§ Task
Write the entries out again in full and unchanged, dropping every image.

§ Entries shown
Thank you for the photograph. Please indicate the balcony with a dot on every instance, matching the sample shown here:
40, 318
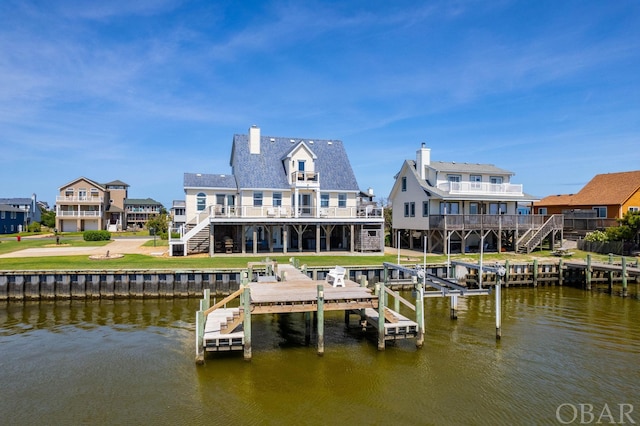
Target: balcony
305, 179
222, 213
63, 199
457, 222
481, 188
78, 214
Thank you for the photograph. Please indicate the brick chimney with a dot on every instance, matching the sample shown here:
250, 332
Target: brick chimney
423, 159
254, 140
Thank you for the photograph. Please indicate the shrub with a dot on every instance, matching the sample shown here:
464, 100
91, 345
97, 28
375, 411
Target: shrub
34, 227
596, 236
96, 235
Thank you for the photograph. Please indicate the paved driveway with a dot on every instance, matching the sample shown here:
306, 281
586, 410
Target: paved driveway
117, 246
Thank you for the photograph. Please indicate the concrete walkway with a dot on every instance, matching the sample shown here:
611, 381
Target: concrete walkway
117, 246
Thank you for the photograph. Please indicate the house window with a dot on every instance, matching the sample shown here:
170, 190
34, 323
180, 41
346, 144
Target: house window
342, 200
324, 200
497, 208
600, 211
476, 181
277, 199
257, 199
449, 208
201, 201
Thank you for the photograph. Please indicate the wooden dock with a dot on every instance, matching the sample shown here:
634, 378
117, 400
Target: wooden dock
220, 328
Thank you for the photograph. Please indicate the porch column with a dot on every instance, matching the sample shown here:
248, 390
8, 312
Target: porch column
285, 238
352, 243
254, 237
212, 241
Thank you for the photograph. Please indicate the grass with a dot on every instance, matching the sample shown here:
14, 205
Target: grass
8, 245
143, 262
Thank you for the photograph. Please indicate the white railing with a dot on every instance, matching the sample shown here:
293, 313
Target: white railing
481, 188
305, 179
221, 213
78, 214
73, 199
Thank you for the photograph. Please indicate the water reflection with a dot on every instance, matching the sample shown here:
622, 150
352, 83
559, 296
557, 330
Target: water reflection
132, 361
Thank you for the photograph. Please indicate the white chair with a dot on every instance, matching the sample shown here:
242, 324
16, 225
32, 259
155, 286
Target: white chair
335, 276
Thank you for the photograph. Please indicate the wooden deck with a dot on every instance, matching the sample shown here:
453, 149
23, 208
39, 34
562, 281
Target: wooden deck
224, 328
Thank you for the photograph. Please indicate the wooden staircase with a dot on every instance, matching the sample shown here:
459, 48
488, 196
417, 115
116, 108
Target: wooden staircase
530, 240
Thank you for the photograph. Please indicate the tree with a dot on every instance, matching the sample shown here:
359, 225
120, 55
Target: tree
159, 223
48, 218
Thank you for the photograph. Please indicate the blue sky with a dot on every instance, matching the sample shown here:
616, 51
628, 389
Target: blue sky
146, 90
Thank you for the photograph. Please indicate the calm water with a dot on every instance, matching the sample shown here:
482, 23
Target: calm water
132, 362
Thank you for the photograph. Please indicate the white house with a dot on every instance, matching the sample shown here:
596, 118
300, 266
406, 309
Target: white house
282, 195
452, 207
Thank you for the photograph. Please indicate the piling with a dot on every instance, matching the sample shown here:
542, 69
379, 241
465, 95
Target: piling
624, 277
320, 319
246, 305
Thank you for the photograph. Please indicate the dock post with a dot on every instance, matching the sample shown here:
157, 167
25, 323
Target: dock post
624, 277
199, 337
320, 319
246, 305
454, 306
560, 277
381, 295
587, 273
506, 273
420, 314
500, 273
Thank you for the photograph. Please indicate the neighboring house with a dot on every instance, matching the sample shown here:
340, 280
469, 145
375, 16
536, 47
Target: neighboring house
283, 195
453, 207
84, 205
139, 211
178, 213
598, 204
12, 219
30, 206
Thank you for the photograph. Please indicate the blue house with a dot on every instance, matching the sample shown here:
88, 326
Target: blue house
12, 219
283, 195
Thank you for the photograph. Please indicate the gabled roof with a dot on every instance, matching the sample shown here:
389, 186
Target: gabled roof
556, 200
604, 189
609, 189
8, 208
94, 183
16, 201
453, 167
141, 202
266, 170
116, 183
203, 180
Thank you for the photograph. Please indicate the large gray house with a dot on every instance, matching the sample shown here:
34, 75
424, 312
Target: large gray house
282, 195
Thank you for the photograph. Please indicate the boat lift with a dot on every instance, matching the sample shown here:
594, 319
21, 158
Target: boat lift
448, 288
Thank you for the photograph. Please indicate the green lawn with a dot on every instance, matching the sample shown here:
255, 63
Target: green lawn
8, 245
141, 262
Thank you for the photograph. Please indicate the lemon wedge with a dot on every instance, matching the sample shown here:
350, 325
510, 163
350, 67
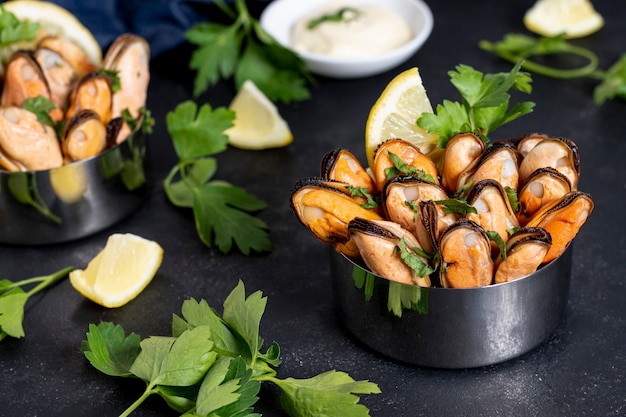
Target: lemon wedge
120, 271
575, 18
395, 113
258, 125
55, 20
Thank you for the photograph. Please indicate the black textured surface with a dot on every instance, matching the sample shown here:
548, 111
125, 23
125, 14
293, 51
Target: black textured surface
580, 370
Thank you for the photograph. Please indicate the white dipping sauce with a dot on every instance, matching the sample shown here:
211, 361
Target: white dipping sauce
370, 31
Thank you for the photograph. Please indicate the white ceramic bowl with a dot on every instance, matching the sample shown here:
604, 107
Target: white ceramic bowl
279, 17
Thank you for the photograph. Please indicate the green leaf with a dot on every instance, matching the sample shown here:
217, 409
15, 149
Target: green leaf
109, 350
198, 133
12, 312
330, 394
221, 215
243, 315
188, 359
154, 350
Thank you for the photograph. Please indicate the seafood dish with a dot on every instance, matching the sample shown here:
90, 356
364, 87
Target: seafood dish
474, 215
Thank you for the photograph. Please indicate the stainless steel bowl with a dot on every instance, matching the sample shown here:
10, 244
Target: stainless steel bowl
450, 328
75, 200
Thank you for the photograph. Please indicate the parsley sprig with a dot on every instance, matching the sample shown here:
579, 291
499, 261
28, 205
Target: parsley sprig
222, 211
484, 105
13, 298
515, 47
213, 365
246, 51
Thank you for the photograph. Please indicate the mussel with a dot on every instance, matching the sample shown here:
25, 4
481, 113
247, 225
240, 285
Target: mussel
563, 219
555, 152
341, 165
525, 251
382, 245
326, 211
25, 143
542, 187
465, 252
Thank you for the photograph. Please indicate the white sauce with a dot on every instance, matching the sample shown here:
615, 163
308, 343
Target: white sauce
371, 31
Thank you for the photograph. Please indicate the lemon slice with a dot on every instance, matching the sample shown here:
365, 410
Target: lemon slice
395, 113
258, 125
575, 18
120, 271
55, 20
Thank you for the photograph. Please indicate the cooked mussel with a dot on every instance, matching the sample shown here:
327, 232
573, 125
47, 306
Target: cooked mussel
408, 154
558, 153
542, 187
341, 165
460, 153
499, 162
85, 135
493, 209
465, 253
525, 251
563, 219
25, 143
326, 211
382, 244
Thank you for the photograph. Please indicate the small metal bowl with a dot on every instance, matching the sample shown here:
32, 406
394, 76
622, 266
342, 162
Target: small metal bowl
450, 328
75, 200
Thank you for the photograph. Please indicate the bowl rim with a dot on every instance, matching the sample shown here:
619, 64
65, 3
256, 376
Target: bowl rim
276, 11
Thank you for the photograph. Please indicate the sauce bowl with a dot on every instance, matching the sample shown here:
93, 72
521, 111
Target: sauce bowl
446, 327
280, 16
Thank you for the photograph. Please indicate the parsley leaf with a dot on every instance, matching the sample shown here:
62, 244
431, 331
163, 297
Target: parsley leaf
484, 105
222, 211
212, 365
13, 299
245, 51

§ Output
Thank you for the photograph. Please indicate the balcony with a dot on every instance, matching the sample shown here:
40, 318
Target: balcony
305, 179
222, 213
63, 199
457, 222
481, 188
78, 214
Thank you for the photograph. Please indicate the brick chimney with a dot on every instance, matching the sample shown here:
250, 332
Target: brick chimney
423, 159
254, 140
Thank you for the photograph. Please indicate the shrub with a dot on every instance, matching the sample shown here:
464, 100
91, 345
97, 28
375, 411
Target: shrub
34, 227
596, 236
96, 235
Thank you for the photograph. Please indicate the paved driveway with a dot on every instance, matching the sample shown here:
306, 281
586, 410
Target: paved driveway
117, 246
Thank you for the photograph. Please indicate the concrete walkway with a dot on every instance, matching the sample shown here:
611, 381
Target: concrete walkway
117, 246
Thank you for the photograph. Please indicate the house window with a dot on every instance, matching the sample shown here:
170, 190
34, 323
180, 41
346, 144
Target: house window
342, 200
324, 200
497, 208
600, 211
476, 181
277, 199
257, 199
449, 208
201, 201
Thank you for the photograph. Please indicate the wooden dock with a dot on every instance, matching the sample shown here:
634, 378
117, 400
Target: wooden dock
220, 328
Thank you for the photograph. Please indicate the porch column with a dot on every instance, matching the sample shown here:
248, 390
8, 312
Target: porch column
285, 238
352, 243
254, 237
212, 241
Thank you for the photograph. Please indicate the grass with a dot on every instance, matching the sample shown here:
14, 205
Target: grass
8, 245
143, 262
Thank you for the photograph. Please indicate the white railing with a dot on every instance, matching the sample shown here:
293, 313
Target: white railing
481, 188
305, 179
221, 213
78, 214
73, 199
Thank you for the photograph. Please indicate the water reflection with a dot on every instance, matching the sample shown here:
622, 150
352, 83
559, 296
557, 330
Target: water reflection
132, 361
Thank you for the photograph. Please indicate the white chair with a dot on every instance, matching the sample shown here:
242, 324
16, 225
32, 259
155, 286
Target: white chair
335, 276
Thank you for the photograph. Please indicate the wooden deck with a dot on every instance, matching the sample shown here:
453, 149
23, 208
39, 34
562, 281
Target: wooden deck
224, 328
Thank you for the photograph. Please indicate the wooden staircase with a dot on every instance, matching the sample shown here:
459, 48
488, 196
417, 115
116, 108
Target: wooden staircase
530, 240
Thank you for the photograph. Please indicate the tree with a dot on every instance, matching the sample shown here:
359, 225
120, 55
Target: tree
159, 223
48, 218
Thank you for the photograph. Please indicate the blue sky with a dot on every instance, matching the sample shown here:
616, 51
628, 389
Target: blue sky
146, 90
Thank you for the photograph. Please indicate the calm water with a dot on every instance, matching the sample shown here:
482, 23
Target: calm water
132, 362
Thank you for the photograph. Please indicate the white house with a dot on every instance, matching the sample shown here:
596, 118
300, 266
406, 309
Target: white house
282, 195
452, 207
Thank you for the photograph. Please indicate the piling with a dot on every instance, matching the sample shown here:
542, 69
379, 241
465, 95
Target: piling
624, 277
320, 319
246, 305
Thank you for the photograph. Please indicate the dock post with a dot on every instance, matching the sample shown here:
157, 167
25, 323
Target: dock post
624, 277
199, 337
320, 319
246, 305
454, 306
560, 277
381, 295
587, 273
506, 273
420, 314
500, 273
Thank you for the photograph. Please indicate the neighboring house with a dot on every instance, matching the sample shown here:
340, 280
469, 145
375, 16
536, 47
Target: neighboring house
283, 195
453, 207
84, 205
139, 211
178, 213
598, 204
12, 219
30, 206
Thank you for the photograph. Please indicate the blue house with a dot on every instance, matching the sample shown here:
88, 326
Target: blue house
12, 219
283, 195
Thank you for the photograph. Please indicate the gabled roof with a dot on every instance, matching the sample shown here:
389, 186
Target: gabled roof
556, 200
604, 189
609, 189
8, 208
94, 183
16, 201
453, 167
141, 202
266, 170
116, 183
203, 180
Thank you for the photograph. Please indicate the large gray house with a dot on every instance, matching the sample shown here:
34, 75
424, 312
Target: large gray house
282, 195
Thank you for the photograph. Please indicate the boat lift with a dot on every instance, matching the sample shown here:
594, 319
21, 158
Target: boat lift
448, 288
Thank you for the photograph. Please indicate the green lawn with a dot on every instance, matching the sample shown here:
255, 63
Target: green lawn
8, 245
141, 262
Thank you for the photograph. Please indicate the lemon wedge with a dot on every instance, matching the sample shown here:
350, 325
510, 163
350, 67
Target: lemon wedge
120, 271
575, 18
395, 113
258, 125
55, 20
Thank you for the photograph. Please indicate the black textured surface with a dot on every instance, matching the sample shown here:
548, 111
125, 23
125, 14
293, 51
Target: black textured surface
580, 370
Thank you for the photograph. Please indicate the white dipping sauce with a dot on every instance, matching the sample shown here:
211, 361
Target: white dipping sauce
370, 31
Thank you for the photograph. Please indicate the white ceramic bowl with a dot on every instance, matching the sample shown here:
604, 107
Target: white ceramic bowl
279, 17
Thank you for the photograph. Please indicate the green leaf with a dot on every instance, matching the sample shown here:
217, 409
15, 149
Target: green leaf
109, 350
198, 133
12, 312
330, 394
221, 215
243, 315
188, 359
154, 350
Thank you for the photograph. Please indicate the seafood dish with a dot on every instance, matching the sample shown here:
90, 356
364, 87
Target: seafood dish
474, 215
Thank you for the photograph. Please indicate the stainless steel bowl with a dot on every instance, matching the sample shown here:
10, 244
Target: stainless steel bowl
450, 328
75, 200
Thank you for the photograph. Please indicate the parsley sprig with a dot on every instance, matching the sample shown here:
579, 291
499, 261
28, 205
Target: parsley sprig
222, 211
484, 105
13, 298
515, 47
213, 365
246, 51
Thank you for the photograph. Please indicate the mussel with a dot on every instance, matching the sample shown here:
25, 4
481, 113
247, 225
240, 285
Target: mussel
563, 219
555, 152
341, 165
525, 251
382, 245
326, 211
25, 143
542, 187
465, 252
Thank you for the photograph. Please indicate the white sauce with a dot on every instance, matching the sample shown here:
615, 163
308, 343
Target: white sauce
371, 31
Thank you for the photograph. Please indicate the lemon slice with a dot on every instance, matching the sample shown here:
365, 410
Target: lemon slice
395, 113
258, 125
575, 18
120, 271
55, 20
Thank you for the photograph. Please indicate the cooked mussel with a dot on every instance, matching the sample shown here:
327, 232
573, 125
47, 306
Target: cooked mussel
408, 154
558, 153
542, 187
341, 165
460, 153
499, 162
85, 135
493, 209
465, 253
525, 251
563, 219
25, 143
326, 211
382, 244
Thank you for the photograph. Please indicate the small metal bowl with a dot on every instance, matching the sample shown here:
32, 406
394, 76
622, 266
342, 162
Target: small metal bowl
450, 328
75, 200
Thank you for the photograph. Please indicate the bowl rim with a dot on every instance, matching the sample shown here:
619, 64
65, 3
256, 376
Target: bowl rim
276, 11
Thank you for the photograph. Please indicate the sauce bowl with a dot on every instance, matching the sample shown here:
93, 72
521, 111
Target: sauce bowl
446, 327
280, 16
Thank you for the photograph. Please indicate the parsley leaf with a dot on every instance, matching the sample shown here:
62, 244
431, 331
163, 297
Target: parsley leaf
484, 105
222, 211
212, 365
13, 299
245, 51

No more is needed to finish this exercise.